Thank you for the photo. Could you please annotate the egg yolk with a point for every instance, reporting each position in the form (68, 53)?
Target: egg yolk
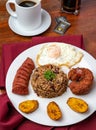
(54, 51)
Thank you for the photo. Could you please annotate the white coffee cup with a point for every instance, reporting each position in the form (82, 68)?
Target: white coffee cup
(27, 17)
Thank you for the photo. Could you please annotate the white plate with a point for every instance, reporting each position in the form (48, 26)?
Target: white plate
(40, 115)
(15, 27)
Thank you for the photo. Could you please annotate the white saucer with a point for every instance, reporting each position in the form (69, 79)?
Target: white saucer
(15, 27)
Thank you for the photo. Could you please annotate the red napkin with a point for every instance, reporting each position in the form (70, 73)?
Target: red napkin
(9, 118)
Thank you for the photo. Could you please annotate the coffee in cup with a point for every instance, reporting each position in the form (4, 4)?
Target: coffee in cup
(27, 13)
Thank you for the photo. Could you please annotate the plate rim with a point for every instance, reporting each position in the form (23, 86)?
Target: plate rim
(74, 95)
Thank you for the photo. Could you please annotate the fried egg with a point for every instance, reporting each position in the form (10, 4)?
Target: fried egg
(60, 54)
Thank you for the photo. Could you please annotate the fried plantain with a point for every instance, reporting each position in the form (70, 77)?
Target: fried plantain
(77, 104)
(28, 106)
(54, 111)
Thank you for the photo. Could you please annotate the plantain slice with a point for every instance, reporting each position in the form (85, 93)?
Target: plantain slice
(54, 111)
(77, 104)
(28, 106)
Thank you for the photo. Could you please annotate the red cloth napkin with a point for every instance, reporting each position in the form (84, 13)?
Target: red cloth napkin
(9, 118)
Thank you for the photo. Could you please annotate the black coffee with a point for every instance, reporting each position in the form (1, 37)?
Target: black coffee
(27, 3)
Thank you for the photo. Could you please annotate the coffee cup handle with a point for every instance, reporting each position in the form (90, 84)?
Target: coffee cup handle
(9, 9)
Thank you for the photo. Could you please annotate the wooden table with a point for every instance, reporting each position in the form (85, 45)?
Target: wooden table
(84, 23)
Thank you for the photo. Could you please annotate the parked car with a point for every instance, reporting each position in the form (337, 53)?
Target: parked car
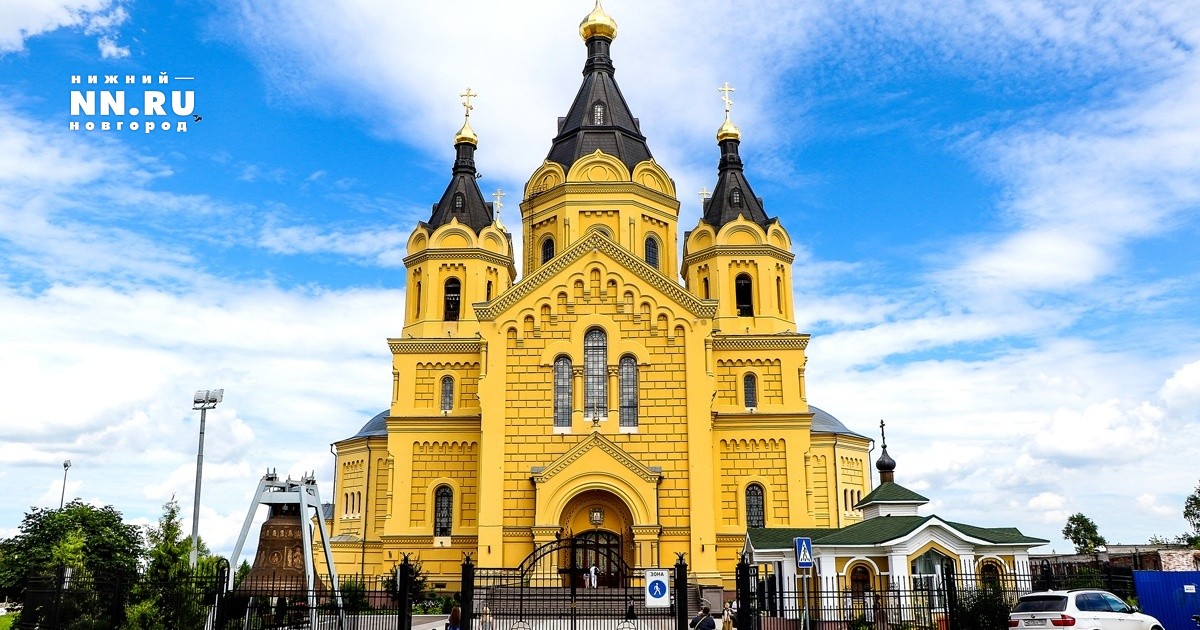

• **Your task**
Copy the records exactly as they appear, excluding images.

• **Response for this exercise**
Thank you for the photo. Could you please annotate the egg yolk with a point for every instance, reporting each position in the form (68, 53)?
Target: egg yolk
(54, 51)
Thank you for the photo. Could you please annotate the white coffee cup with a point for every instance, reporting each position in the form (82, 68)?
Target: white coffee cup
(27, 17)
Thank you for the photo. Could you please annotate the white plate with a point for every instance, reporting each position in the form (48, 26)?
Target: white plate
(40, 115)
(15, 27)
Thank you for the photo. Could you please annotate the white saucer with a point for every instance, reporting each position in the form (69, 79)?
Target: white saucer
(15, 27)
Thank you for the photo. Could you please annotate the red napkin with a point for every instance, reporting each position in the form (70, 73)?
Target: red napkin
(9, 118)
Thank you for the photo. Could you please annotate the coffee in cup with a point for every instance, reporting each position in the form (4, 4)?
Target: coffee in cup
(27, 13)
Thank you for the photo. Could you please annotate the plate rim with a point for every instance, reporting each position in the form (23, 86)?
Target: plate rim
(74, 95)
Thank you for the photo. Could you please annotate the fried egg with a point for every instance, reporting each position in the form (10, 4)?
Target: fried egg
(60, 54)
Thank you for the photo. Could you please annotate the fried plantain with a point for every instance, reporting each position in the form (70, 77)?
Target: fried plantain
(77, 104)
(28, 106)
(54, 111)
Thank you for the photo. Could you please annotate the plantain slice with a point for every instance, reporting each position in the form (85, 93)?
Target: plantain slice
(54, 111)
(77, 104)
(28, 106)
Thank you for the photo. Could you please annotate the red cloth napkin with a point for every instance, reporting each position in the form (84, 13)?
Target: red cloth napkin
(9, 118)
Thank you for the photo. Could you please annotate the black coffee with a point for every instance, reporting each position in the form (1, 37)?
Target: black coffee
(27, 3)
Thank you for the photo. Could you please annotate the coffee cup handle with a point for every instance, reporting each position in the form (90, 84)?
Target: coffee cup handle
(9, 9)
Thank you for the photo. Could you please annotate the wooden table with a point for every instance, reporting each position in the form (85, 45)?
Target: wooden table
(84, 23)
Thank you for the photo. Could you please annotate the parked car with a point for every instance, reporting each position in the form (337, 53)?
Target: parked car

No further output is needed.